▶ SET PROBLEM
Please list every username that posts in the forum thread below, in the order the posts appear.
BEGIN SOURCE
# Forum General General Discussion  Question about Russian Women

## MagellanTX

I was reading some demographics about Russian women and I came across one that has been on my mind for a while now.   

> 64% are younger than 30 years of age. Be very attentive with Russian women who are over thirty, and have never been married. These women have pragmatic minds. They have learned many lessons in life, and they may not be as simple as they might appear in the beginning.

 I know what this says at face value but I'm wondering if someone could clarify these 'lessons in life'?

----------


## xRoosterx

C'mon man. They may be pragmatic _but they're still only women_   ::

----------


## XPaul

Where is origin? I just wonder. Is it secret service man's instruction?  ::

----------


## Matroskin Kot

> I know what this says at face value but I'm wondering if someone could clarify these 'lessons in life'?

 Life lessons are life lessons. The things you learn from life. I think you need to be more specific with your question. 
I agree with Rooster, that the "lessons" life teaches women in Russia are pretty much the same lessons life teaches any woman.

----------


## Ty

Be very attentive with Russian women who are over thirty, and have never been married. These women have pragmatic minds. They have learned many lessons in life, and they may not be as simple as they might appear in the beginning...
END SOURCE
BEGIN INFORMATION SHOWN
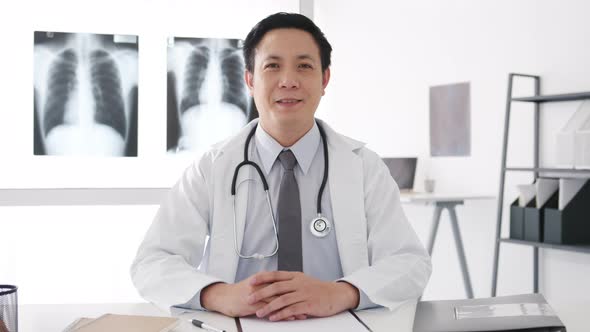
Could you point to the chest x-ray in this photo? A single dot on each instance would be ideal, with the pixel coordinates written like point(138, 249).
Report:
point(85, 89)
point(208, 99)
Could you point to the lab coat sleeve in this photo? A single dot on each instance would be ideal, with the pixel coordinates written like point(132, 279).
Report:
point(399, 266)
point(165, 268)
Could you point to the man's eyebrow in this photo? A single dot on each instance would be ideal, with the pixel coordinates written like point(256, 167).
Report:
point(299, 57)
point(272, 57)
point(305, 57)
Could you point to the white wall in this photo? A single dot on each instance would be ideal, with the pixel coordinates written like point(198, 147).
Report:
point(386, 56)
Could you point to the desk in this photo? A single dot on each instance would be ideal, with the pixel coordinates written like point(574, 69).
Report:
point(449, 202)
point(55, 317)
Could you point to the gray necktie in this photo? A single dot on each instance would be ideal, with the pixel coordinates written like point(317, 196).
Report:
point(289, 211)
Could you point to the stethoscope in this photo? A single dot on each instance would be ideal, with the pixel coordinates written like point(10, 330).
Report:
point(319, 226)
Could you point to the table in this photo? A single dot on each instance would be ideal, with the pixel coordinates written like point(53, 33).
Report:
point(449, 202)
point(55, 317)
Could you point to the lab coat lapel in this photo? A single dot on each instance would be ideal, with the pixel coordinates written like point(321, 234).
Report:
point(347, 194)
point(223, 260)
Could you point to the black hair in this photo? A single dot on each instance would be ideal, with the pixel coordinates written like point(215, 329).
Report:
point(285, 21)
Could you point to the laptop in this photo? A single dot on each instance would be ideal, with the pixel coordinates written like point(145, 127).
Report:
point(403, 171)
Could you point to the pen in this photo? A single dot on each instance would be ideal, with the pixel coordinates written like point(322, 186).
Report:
END INFORMATION SHOWN
▶ SOLUTION FOR THIS TASK
MagellanTX
xRoosterx
XPaul
Matroskin Kot
Ty